_WHAT TO DO_
A. In the theology post, what does Gonzalez say the human predicament is?
B. Return everything in the theology post from "In the ways" down to "who become Narcissists.".

_TEXT BLOCK_
Back to our topic. Let's see how type C theology lines up with the unpronounceable doctrine of autotheoiesis.

Regarding salvation, Gonzalez says that "The human predicament is not that we owe a debt because of sin [type A], nor that we stand in need of illumination from on high [type B]" -- although these things are of course not excluded -- "but rather that we are subject to Satan." Or, if you prefer, we are subject to the world, as described a few paragraphs above. We become analogous to spiritual molar pregnancies.

Indeed, it is as if "growth" still occurs, but without the proper center: "It is as if we had been children who, due to an unfortunate accident, had lost mental ability... but continued to grow. Growth itself is good; but the form it now takes due to that accident is twisted."

Therefore, "we need someone to overcome the tyrant who holds us under subjection, to allow us to become once again the creatures God intended." This is growth, only growth in Christ, whereby we are nourished as local members his nonlocal body.

Part of the great difference between the life of sin and the new creation is that the former is life in subjection, which does not allow us to develop fully, whereas the latter is a life of constant growth, in which our potential is increasingly brought to fruition. --Justo Gonzalez


Cond0011 said...

"There is a vertical version of autopoiesis which we might call autotheoiesis. "

A new word - and it makes sense, too.

In the ways of the world (The "I" focus of Survival of the self) you can only grow to the limited confines of the that self. There is only a limited amount of food you can eat, limited amounted of people you can dominate, limited amount of limosines, vacations, villas, (Extensions of the self), etc... before you use up your daily (and lifetime) supply of time to consume. But then thats it. Thats all there is. As a child, that framework is necessary for survival and earning the daily bread (though carefully monitored and mentored), but as an adult...

The Mature Soul would be constricted within the mental machinery of that enclosed framework and would become twisted if it did not burst out of that mental cocoon. This is a defining point between healthy adults and those who become Narcissists.

For the Soul, "Growing is Forever", and it would wither and sicken if life was all about self-survival.
vimeo . com/18305022

julie said...

You could even say that the world wants you to be a certain type of person. Ultimately it wants you to be its creation, a mere extension of its horizontal energies.

This is true not just with the broader culture, but even - or perhaps especially - within our own groups of family and friends. It's not always a bad thing, depending on circumstances (just as how there is a healthy narcissism necessary for proper development), but very often a source of conflict.

julie said...

Indeed, it is as if "growth" still occurs, but without the proper center: "It is as if we had been children who, due to an unfortunate accident, had lost mental ability... but continued to grow. Growth itself is good; but the form it now takes due to that accident is twisted."

Therefore, "we need someone to overcome the tyrant who holds us under subjection, to allow us to become once again the creatures God intended."

Reminded again of the Old Testament, particularly Judges, where a generation of good, healthy growth would progress, and then ineveitably the world - the worship of the Baals and Ashteroths (presumably with all the sexual malpractice and human sacrifice, etc.) - would creep back in until it became the norm, and they wondered why things had gotten so terrible. Then someone who was still driven vertically and not horizontally would receive a calling, and another generation of general health would go by, until the world crept again...

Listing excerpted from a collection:

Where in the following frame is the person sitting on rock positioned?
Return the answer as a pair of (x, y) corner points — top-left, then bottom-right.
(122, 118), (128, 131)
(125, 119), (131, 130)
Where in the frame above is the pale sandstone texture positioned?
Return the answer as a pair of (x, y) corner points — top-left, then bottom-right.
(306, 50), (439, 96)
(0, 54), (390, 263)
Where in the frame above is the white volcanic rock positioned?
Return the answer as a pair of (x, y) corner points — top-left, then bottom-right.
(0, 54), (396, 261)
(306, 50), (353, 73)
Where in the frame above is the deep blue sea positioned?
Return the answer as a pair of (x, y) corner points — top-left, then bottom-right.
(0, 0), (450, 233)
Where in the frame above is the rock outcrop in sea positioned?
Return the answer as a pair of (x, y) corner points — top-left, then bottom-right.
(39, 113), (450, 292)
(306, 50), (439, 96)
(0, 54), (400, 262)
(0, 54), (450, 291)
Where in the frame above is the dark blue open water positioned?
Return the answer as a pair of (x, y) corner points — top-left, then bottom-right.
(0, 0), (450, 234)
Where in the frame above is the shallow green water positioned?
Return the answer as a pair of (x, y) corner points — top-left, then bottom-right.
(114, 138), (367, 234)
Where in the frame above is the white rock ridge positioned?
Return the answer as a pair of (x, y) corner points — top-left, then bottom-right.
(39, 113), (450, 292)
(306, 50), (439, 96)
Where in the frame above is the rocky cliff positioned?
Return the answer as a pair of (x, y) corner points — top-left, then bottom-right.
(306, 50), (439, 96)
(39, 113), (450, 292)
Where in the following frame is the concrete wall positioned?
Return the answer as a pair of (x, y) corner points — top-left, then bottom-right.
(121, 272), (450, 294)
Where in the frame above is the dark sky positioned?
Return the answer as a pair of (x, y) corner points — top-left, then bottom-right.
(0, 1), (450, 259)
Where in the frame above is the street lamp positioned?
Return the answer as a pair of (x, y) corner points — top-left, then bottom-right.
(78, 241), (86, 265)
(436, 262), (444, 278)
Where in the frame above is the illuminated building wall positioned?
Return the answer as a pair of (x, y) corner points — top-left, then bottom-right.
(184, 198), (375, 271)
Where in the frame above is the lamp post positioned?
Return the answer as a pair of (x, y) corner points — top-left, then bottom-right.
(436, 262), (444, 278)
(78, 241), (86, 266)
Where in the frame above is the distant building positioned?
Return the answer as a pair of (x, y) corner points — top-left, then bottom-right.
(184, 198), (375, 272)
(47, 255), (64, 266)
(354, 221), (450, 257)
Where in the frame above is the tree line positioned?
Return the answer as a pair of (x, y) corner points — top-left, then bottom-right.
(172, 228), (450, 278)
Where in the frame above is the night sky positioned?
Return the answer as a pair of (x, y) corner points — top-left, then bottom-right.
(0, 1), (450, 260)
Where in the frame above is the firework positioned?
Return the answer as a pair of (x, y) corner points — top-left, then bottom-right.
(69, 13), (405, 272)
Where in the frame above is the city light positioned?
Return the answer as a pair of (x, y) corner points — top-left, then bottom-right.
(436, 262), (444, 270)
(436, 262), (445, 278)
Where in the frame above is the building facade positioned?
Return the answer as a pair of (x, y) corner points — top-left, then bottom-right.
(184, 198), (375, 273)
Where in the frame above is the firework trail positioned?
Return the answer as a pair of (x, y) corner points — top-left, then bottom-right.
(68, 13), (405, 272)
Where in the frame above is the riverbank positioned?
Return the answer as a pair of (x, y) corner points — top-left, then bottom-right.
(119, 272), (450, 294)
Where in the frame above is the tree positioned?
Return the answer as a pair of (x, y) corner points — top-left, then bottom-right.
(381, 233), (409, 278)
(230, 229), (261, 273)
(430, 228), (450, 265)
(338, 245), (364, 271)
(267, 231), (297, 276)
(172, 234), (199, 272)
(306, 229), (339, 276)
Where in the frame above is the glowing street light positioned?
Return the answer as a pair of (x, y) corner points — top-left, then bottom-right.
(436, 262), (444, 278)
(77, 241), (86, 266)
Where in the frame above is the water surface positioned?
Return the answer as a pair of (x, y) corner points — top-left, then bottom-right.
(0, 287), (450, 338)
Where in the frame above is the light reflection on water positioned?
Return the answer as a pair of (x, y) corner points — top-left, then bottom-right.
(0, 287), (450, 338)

---

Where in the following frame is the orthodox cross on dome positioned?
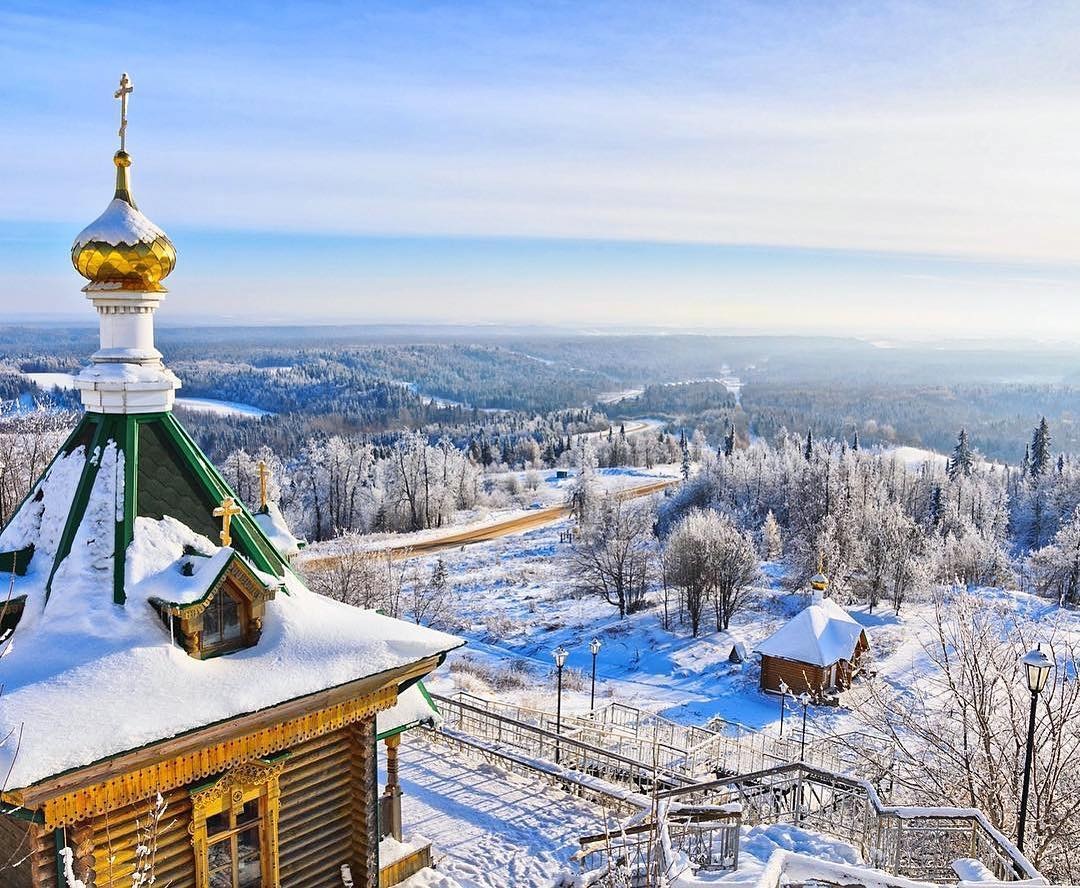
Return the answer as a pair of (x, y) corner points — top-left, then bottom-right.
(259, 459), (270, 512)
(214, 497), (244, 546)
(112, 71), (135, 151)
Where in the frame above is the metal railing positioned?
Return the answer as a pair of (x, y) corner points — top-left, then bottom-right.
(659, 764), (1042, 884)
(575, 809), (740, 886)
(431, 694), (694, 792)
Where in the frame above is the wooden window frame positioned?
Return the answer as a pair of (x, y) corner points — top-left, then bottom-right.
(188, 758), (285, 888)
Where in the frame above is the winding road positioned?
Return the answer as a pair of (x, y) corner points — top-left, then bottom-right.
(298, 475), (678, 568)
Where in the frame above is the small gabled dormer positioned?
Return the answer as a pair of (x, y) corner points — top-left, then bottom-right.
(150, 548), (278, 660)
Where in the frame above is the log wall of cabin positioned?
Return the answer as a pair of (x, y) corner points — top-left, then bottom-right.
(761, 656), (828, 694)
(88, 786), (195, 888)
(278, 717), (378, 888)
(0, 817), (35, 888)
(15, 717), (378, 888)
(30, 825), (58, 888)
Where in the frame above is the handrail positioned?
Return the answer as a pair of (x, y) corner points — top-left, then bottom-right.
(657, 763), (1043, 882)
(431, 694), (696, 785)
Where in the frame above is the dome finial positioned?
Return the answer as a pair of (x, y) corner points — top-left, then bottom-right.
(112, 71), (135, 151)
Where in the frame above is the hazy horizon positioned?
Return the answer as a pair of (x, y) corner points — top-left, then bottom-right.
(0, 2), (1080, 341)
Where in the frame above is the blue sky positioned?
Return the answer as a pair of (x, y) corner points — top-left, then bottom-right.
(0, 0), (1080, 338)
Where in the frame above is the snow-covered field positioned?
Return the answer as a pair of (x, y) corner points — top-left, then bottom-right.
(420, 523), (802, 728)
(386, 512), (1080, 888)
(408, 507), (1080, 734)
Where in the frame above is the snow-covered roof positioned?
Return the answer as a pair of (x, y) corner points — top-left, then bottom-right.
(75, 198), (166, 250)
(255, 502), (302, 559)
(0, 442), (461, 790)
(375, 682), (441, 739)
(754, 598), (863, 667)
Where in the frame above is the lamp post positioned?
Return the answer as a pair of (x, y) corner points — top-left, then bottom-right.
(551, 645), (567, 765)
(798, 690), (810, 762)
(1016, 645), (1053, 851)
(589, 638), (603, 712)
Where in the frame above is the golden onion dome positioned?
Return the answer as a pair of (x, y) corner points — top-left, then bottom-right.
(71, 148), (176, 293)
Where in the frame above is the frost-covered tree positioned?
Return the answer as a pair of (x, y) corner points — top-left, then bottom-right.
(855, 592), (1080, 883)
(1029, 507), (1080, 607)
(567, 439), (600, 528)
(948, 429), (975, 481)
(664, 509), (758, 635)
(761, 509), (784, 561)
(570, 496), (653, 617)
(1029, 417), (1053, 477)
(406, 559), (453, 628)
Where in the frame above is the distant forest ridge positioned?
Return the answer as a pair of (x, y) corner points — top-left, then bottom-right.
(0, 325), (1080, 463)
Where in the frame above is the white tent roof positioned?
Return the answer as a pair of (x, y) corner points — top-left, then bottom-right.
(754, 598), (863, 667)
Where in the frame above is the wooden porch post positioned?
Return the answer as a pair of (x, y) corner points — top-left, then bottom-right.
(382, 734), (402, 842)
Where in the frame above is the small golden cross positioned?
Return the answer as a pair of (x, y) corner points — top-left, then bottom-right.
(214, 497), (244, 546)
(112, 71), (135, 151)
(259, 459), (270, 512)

_RESULTS OF THE EXERCISE_
A. That we are subject to Satan.

B.
In the ways of the world (The "I" focus of Survival of the self) you can only grow to the limited confines of the that self. There is only a limited amount of food you can eat, limited amounted of people you can dominate, limited amount of limosines, vacations, villas, (Extensions of the self), etc... before you use up your daily (and lifetime) supply of time to consume. But then thats it. Thats all there is. As a child, that framework is necessary for survival and earning the daily bread (though carefully monitored and mentored), but as an adult...

The Mature Soul would be constricted within the mental machinery of that enclosed framework and would become twisted if it did not burst out of that mental cocoon. This is a defining point between healthy adults and those who become Narcissists.